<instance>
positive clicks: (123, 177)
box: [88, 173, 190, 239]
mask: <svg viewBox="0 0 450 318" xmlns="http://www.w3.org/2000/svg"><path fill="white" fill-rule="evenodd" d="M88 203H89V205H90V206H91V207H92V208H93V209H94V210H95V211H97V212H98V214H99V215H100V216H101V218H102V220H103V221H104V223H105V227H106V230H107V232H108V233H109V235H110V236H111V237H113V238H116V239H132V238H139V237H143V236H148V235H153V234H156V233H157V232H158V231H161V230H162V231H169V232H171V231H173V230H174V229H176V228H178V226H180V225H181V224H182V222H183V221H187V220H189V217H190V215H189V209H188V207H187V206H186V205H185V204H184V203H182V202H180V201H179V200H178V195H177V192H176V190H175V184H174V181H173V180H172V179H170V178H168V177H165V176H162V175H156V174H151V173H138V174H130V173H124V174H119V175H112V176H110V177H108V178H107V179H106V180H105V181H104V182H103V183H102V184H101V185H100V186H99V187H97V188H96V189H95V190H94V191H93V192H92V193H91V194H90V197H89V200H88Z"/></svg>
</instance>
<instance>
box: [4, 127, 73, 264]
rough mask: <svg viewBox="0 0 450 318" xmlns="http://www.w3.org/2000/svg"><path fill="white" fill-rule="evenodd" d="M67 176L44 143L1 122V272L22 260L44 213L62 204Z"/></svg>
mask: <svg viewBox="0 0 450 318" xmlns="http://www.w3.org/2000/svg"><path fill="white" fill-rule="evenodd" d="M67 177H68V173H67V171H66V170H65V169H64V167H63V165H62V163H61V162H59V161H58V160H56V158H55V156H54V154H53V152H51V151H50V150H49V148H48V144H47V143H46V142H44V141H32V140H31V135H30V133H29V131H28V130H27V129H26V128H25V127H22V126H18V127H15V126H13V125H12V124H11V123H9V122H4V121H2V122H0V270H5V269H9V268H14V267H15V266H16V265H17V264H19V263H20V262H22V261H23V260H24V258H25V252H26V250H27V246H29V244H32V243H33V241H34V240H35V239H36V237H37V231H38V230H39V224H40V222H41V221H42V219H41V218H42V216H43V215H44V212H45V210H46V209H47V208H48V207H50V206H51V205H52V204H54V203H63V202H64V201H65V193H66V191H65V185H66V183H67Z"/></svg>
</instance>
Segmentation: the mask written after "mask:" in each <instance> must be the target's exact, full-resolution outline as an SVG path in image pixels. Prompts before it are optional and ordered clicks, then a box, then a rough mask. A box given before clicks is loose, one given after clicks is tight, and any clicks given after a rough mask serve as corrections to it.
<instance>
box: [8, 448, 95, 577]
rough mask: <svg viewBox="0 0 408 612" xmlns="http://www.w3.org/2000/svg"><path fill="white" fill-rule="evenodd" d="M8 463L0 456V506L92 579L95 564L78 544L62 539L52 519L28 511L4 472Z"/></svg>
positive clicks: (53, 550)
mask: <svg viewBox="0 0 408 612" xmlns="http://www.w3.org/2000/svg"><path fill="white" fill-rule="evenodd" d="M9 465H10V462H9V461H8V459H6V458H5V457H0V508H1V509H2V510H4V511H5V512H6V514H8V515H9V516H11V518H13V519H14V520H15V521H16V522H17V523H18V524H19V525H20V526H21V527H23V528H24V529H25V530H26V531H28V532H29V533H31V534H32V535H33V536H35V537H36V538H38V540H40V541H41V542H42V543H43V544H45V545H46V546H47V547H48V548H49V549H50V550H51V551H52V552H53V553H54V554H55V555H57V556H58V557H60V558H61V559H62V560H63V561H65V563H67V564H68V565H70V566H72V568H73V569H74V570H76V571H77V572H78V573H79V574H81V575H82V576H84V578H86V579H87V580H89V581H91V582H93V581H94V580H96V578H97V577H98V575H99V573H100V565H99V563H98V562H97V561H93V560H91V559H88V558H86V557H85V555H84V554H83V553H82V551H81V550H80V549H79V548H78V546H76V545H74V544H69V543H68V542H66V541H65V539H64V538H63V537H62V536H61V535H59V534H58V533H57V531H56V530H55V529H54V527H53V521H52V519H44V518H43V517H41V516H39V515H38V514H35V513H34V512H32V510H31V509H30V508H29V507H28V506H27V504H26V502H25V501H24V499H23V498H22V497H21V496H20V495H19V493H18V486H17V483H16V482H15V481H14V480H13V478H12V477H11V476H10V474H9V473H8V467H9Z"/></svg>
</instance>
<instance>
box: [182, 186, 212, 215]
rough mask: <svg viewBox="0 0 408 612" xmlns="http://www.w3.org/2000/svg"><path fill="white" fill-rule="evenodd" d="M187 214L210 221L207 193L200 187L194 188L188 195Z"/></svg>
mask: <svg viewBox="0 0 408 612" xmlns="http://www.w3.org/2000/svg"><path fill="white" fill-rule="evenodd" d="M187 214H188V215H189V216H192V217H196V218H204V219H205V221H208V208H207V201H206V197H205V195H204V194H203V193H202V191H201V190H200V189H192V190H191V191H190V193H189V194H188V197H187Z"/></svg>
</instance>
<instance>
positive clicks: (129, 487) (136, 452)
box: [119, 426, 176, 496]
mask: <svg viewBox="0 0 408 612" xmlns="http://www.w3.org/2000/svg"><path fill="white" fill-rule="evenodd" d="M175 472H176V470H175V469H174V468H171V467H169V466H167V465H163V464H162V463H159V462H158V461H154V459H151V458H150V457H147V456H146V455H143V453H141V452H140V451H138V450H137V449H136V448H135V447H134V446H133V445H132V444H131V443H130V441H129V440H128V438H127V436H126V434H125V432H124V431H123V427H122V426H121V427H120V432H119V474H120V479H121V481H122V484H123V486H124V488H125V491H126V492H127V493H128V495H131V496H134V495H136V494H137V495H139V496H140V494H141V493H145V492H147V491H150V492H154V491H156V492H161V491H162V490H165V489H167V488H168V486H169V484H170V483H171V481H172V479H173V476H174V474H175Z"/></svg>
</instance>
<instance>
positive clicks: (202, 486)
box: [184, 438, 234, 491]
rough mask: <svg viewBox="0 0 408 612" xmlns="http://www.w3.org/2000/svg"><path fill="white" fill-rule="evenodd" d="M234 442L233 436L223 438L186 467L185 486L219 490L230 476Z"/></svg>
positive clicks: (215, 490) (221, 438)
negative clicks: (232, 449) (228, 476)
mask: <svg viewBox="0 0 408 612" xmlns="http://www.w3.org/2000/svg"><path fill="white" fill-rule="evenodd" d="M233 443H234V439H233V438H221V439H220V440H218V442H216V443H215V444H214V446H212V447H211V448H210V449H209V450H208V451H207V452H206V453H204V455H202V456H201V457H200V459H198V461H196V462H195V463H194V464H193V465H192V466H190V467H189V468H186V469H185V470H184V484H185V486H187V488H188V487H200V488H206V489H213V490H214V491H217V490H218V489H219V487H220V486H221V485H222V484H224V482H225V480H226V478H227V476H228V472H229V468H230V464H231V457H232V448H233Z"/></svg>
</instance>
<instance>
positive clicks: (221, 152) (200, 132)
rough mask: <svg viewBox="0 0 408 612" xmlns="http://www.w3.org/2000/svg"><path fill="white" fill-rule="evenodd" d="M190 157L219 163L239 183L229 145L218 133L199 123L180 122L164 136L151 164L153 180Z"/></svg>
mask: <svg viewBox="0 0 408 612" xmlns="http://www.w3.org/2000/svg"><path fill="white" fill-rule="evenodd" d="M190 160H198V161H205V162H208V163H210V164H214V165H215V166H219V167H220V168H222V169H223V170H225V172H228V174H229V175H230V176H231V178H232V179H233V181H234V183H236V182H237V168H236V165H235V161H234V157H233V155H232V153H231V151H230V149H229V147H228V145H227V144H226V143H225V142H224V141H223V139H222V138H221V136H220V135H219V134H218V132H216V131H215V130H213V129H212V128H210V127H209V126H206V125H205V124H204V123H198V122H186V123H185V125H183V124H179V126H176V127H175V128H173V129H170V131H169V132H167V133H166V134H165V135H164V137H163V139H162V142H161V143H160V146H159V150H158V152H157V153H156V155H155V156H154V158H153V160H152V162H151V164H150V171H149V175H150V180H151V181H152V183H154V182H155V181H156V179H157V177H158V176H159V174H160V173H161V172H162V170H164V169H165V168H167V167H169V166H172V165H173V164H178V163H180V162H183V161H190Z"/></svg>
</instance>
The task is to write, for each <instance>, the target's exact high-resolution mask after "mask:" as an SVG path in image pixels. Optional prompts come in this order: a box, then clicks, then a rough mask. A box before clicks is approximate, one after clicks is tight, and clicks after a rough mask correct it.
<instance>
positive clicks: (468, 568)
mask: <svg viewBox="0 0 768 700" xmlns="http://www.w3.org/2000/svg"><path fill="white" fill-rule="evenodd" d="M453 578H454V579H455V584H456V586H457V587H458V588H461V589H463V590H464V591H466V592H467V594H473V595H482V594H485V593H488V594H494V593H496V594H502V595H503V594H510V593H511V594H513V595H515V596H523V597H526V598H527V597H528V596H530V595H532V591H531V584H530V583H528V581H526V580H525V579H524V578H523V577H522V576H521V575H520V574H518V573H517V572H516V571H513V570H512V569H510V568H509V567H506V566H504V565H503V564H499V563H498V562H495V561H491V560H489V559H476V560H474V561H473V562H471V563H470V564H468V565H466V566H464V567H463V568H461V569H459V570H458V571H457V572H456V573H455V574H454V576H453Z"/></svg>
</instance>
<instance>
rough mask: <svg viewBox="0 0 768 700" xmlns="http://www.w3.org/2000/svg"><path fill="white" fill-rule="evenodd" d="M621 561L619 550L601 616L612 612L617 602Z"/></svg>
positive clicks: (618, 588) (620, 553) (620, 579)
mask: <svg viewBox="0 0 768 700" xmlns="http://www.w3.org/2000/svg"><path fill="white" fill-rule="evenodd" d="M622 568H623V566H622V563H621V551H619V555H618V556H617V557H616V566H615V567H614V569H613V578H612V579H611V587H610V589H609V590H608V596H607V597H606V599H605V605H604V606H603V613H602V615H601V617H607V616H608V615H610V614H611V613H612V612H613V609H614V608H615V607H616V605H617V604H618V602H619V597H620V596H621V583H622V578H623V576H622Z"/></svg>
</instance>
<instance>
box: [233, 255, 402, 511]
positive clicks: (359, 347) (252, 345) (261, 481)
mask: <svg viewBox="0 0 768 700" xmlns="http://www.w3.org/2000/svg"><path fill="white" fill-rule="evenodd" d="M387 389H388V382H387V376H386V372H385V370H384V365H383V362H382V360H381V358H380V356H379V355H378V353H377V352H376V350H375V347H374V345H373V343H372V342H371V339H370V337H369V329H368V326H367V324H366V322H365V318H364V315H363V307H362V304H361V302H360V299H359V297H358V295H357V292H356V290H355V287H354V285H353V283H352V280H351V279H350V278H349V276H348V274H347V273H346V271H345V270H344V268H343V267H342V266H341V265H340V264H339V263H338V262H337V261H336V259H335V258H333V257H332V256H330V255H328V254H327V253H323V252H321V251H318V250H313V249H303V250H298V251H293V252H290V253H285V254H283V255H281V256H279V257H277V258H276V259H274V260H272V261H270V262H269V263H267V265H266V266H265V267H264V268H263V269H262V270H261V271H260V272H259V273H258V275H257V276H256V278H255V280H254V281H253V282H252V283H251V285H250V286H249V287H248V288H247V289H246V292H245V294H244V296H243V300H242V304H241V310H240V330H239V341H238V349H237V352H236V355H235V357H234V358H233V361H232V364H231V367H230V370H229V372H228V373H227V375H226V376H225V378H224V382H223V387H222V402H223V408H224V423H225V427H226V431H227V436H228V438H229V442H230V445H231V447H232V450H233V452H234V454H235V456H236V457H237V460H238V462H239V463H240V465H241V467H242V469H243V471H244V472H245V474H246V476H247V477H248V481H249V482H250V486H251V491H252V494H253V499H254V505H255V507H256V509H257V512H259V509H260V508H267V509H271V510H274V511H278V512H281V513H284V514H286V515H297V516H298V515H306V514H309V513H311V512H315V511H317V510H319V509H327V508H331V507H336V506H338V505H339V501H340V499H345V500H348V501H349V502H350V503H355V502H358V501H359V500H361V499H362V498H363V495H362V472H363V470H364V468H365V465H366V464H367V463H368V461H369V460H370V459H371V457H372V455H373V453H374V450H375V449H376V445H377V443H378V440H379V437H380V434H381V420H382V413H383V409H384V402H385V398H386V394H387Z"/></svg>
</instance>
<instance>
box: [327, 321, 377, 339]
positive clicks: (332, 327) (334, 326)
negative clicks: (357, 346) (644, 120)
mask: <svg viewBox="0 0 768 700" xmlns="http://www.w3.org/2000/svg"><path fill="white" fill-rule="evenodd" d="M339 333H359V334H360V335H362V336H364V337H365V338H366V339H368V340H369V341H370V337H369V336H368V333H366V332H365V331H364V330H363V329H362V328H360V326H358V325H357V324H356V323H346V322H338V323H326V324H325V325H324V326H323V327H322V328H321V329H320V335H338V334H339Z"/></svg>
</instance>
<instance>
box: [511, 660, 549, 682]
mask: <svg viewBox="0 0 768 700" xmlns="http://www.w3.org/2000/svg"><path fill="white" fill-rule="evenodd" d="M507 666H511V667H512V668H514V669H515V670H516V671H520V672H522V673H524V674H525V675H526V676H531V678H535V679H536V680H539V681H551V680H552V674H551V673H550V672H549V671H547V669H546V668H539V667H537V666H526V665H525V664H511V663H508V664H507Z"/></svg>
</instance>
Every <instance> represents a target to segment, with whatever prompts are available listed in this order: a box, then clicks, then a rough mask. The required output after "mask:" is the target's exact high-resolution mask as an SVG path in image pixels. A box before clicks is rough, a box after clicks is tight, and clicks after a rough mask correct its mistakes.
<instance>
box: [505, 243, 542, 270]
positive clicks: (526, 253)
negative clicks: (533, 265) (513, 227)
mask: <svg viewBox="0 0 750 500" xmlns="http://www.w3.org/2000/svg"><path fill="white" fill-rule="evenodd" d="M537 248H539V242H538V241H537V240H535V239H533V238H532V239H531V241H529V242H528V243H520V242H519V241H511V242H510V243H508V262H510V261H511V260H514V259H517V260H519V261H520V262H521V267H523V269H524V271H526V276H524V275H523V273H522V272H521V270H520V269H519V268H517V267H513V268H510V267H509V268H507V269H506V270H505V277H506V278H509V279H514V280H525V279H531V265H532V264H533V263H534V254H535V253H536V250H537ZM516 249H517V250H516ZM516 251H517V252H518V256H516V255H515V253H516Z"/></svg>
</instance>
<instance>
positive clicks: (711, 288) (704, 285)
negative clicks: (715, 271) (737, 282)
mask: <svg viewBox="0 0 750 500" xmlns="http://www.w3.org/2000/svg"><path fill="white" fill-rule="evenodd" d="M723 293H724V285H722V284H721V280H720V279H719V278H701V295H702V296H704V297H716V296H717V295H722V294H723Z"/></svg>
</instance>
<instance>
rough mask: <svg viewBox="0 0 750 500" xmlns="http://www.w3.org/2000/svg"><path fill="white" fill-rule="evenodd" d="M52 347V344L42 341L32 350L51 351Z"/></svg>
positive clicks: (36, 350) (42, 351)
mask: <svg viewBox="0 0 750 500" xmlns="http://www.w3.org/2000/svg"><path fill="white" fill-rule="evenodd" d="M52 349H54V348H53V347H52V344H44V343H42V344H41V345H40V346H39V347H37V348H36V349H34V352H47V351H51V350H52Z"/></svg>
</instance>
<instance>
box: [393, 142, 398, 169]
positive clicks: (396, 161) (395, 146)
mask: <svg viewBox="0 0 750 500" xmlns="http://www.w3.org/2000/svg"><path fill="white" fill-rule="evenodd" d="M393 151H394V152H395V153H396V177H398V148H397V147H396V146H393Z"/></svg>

_WHAT IS NEEDED_
How many lines in the listing above contain the string "negative"? Reply with the number alone.

_RESPONSE TO THE TASK_
4